**What the task requires**.
Copy the listing below word for word.

---------- Records for this task ----------

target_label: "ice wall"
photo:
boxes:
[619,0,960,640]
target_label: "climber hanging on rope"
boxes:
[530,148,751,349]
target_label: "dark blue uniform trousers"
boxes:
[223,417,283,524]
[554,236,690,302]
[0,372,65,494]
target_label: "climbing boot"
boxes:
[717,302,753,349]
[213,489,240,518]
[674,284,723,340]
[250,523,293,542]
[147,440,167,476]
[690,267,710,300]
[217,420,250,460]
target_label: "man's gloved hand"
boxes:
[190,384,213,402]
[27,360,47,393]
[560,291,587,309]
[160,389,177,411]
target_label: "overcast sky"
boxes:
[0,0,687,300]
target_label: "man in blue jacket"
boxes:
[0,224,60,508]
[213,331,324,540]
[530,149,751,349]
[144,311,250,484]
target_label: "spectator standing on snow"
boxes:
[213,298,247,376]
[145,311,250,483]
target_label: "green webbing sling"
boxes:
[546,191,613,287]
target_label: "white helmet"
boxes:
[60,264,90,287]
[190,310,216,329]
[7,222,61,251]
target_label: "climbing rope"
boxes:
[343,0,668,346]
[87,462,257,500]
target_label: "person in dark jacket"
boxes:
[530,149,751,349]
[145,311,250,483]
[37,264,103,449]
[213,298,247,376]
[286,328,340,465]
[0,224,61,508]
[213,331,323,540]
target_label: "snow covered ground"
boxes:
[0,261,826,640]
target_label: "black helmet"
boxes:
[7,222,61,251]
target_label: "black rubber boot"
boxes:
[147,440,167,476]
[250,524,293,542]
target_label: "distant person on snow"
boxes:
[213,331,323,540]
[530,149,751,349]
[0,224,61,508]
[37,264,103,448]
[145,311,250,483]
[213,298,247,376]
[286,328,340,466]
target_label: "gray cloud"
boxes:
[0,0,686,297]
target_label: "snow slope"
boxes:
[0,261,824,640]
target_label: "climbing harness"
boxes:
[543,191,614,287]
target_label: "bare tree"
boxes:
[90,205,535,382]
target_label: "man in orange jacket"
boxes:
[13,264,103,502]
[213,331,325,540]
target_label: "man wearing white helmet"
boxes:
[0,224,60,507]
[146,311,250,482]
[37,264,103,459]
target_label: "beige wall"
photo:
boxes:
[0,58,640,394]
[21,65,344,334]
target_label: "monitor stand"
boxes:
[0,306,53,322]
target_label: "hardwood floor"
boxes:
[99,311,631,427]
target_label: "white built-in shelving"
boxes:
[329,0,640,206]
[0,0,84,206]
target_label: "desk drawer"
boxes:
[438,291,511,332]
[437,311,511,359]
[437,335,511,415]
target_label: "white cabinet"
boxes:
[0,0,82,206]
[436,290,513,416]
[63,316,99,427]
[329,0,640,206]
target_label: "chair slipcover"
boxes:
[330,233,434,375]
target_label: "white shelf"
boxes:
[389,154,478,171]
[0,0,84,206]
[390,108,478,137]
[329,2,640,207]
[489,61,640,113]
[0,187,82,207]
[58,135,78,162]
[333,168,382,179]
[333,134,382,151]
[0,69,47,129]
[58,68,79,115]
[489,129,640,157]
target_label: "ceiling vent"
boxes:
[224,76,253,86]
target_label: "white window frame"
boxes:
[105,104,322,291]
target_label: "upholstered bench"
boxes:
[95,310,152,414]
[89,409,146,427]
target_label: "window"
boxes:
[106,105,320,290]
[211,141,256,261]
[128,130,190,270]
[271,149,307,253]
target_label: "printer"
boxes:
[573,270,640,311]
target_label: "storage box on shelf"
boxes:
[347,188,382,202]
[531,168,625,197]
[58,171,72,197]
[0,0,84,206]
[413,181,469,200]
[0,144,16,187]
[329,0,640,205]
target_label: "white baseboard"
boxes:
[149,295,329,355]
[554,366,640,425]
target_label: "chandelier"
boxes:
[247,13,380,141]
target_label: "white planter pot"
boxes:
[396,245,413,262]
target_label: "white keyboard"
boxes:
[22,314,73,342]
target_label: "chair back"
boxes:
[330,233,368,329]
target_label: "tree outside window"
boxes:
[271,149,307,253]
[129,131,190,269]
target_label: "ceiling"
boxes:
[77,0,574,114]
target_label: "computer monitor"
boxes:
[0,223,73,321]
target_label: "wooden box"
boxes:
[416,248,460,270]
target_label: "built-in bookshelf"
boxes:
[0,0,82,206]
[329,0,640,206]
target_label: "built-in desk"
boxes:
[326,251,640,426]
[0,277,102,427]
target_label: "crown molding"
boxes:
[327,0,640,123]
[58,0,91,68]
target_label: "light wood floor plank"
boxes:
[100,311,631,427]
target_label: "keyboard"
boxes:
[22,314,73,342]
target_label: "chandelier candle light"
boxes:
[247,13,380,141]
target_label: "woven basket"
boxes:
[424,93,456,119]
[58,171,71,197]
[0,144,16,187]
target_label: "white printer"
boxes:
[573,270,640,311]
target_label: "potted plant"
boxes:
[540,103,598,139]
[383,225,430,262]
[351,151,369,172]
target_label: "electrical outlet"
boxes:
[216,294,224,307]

----------

**The answer**.
target_label: "ice wall"
photo:
boxes:
[619,0,960,640]
target_label: "climber hanging on rope"
boxes:
[530,148,751,349]
target_label: "dark blue uniform trousers"
boxes:
[223,417,283,524]
[554,236,690,302]
[0,372,65,494]
target_label: "climbing boot"
boxes:
[717,302,753,349]
[213,489,240,518]
[674,284,723,340]
[250,523,293,542]
[147,440,167,476]
[690,267,710,300]
[217,420,250,460]
target_label: "man's gloved hand"
boxes:
[190,384,213,402]
[27,360,47,393]
[560,291,587,309]
[160,389,177,411]
target_label: "overcast sky"
boxes:
[0,0,687,300]
target_label: "man in blue jacket"
boxes:
[0,224,60,508]
[213,331,324,540]
[530,149,751,349]
[144,311,250,484]
target_label: "spectator standing on snow"
boxes:
[213,298,247,376]
[145,311,250,483]
target_label: "green webbing sling"
boxes:
[546,191,613,287]
target_label: "white helmet"
boxes:
[60,264,90,287]
[190,310,216,329]
[7,222,61,251]
target_label: "climbing rope"
boxes:
[343,0,668,346]
[87,462,257,500]
target_label: "person in dark jacket"
boxes:
[530,149,751,349]
[145,311,250,483]
[37,264,103,449]
[213,298,247,376]
[286,328,340,465]
[0,224,61,508]
[213,331,323,540]
target_label: "snow covered ground"
boxes:
[0,261,826,640]
target_label: "black helmet"
boxes:
[7,222,61,251]
target_label: "black rubber boot"
boxes:
[147,440,167,476]
[250,524,293,542]
target_label: "distant person on snow"
boxes:
[213,331,323,540]
[530,149,751,349]
[0,224,61,508]
[37,264,103,448]
[145,311,250,483]
[213,298,247,376]
[286,328,340,466]
target_label: "gray cloud"
boxes:
[0,0,686,297]
target_label: "snow slope"
boxes:
[0,261,824,640]
target_label: "climbing harness"
boxes:
[543,191,614,287]
target_label: "bare tree"
boxes:
[90,205,535,382]
target_label: "man in orange jacket"
boxes:
[13,264,103,502]
[213,331,325,540]
target_label: "man wearing white helmet"
boxes:
[0,224,60,507]
[146,311,250,482]
[37,264,103,459]
target_label: "beige wall"
photo:
boxes:
[0,58,640,394]
[21,65,344,334]
target_label: "monitor stand"
boxes:
[0,306,53,322]
target_label: "hardwood floor"
boxes:
[99,311,631,427]
target_label: "white built-in shelving"
boxes:
[329,0,640,206]
[0,0,84,206]
target_label: "desk drawer"
boxes:
[438,291,511,332]
[437,311,511,359]
[437,335,511,415]
target_label: "white cabinet"
boxes:
[0,0,82,206]
[436,290,513,416]
[63,316,99,427]
[329,0,640,206]
target_label: "chair slipcover"
boxes:
[330,233,434,375]
target_label: "white shelf"
boxes:
[389,154,478,171]
[0,0,84,206]
[390,108,478,137]
[329,2,640,207]
[489,61,640,113]
[0,187,82,207]
[58,135,78,162]
[333,168,382,179]
[333,134,382,151]
[0,69,47,129]
[58,68,79,115]
[489,129,640,157]
target_label: "ceiling vent"
boxes:
[224,76,253,86]
target_label: "white window frame"
boxes:
[105,104,322,291]
target_label: "upholstered bench"
boxes:
[95,310,152,414]
[89,409,146,427]
target_label: "window"
boxes:
[106,105,320,290]
[211,141,256,261]
[128,130,190,270]
[271,149,307,253]
target_label: "printer"
boxes:
[573,270,640,311]
target_label: "storage box on shelf"
boxes:
[347,188,382,202]
[531,168,625,197]
[58,171,72,197]
[0,0,84,206]
[413,181,469,200]
[0,144,16,187]
[329,0,640,205]
target_label: "white baseboard"
boxes:
[149,295,329,355]
[554,366,640,425]
target_label: "chandelier"
boxes:
[247,13,380,141]
target_label: "white planter pot"
boxes:
[396,245,413,262]
target_label: "white keyboard"
boxes:
[22,314,73,342]
target_label: "chair back"
boxes:
[330,233,368,329]
target_label: "tree outside window"
boxes:
[271,149,307,253]
[129,131,190,269]
target_label: "ceiling"
boxes:
[77,0,574,114]
target_label: "computer monitor"
boxes:
[0,223,73,321]
target_label: "wooden box"
boxes:
[416,248,460,270]
target_label: "built-in bookshelf"
boxes:
[0,0,82,206]
[329,0,640,206]
target_label: "built-in desk"
boxes:
[326,251,640,426]
[0,277,102,427]
target_label: "crown molding"
boxes:
[327,0,640,123]
[58,0,91,68]
target_label: "light wood floor plank"
boxes:
[100,311,631,427]
target_label: "keyboard"
boxes:
[22,314,73,342]
target_label: "chandelier candle light"
boxes:
[247,13,380,141]
target_label: "woven basket"
boxes:
[424,93,456,119]
[58,171,71,197]
[0,144,16,187]
target_label: "white printer"
boxes:
[573,270,640,311]
target_label: "potted plant"
boxes:
[540,103,598,139]
[383,225,430,262]
[351,151,369,172]
target_label: "electrical outlet"
boxes:
[216,294,224,307]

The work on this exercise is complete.